# What the exercise asks:
Return every entry exactly.

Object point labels
---

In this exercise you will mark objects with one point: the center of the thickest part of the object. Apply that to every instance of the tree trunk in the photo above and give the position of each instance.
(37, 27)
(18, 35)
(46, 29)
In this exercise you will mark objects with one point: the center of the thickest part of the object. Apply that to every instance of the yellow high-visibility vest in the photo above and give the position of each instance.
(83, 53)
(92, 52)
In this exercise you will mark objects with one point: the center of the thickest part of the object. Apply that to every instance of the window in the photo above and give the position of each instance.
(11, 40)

---

# The output:
In this exercise you will mark objects with one point: the center of the thickest part of the object. Apply that to every instance of the tree trunk in the photo above and give the position of each instance.
(37, 27)
(18, 35)
(46, 29)
In this exercise you will mark objects with one point: the center of the thickest part of the object. Apply that to every instance of the yellow high-visibility vest in the photo above and give the position of each instance.
(83, 53)
(92, 52)
In this exercise you will mark objects with one point: the center of the thickest part of the object. Apply that to every instance of the window in the photo above and give the position of each instance.
(11, 40)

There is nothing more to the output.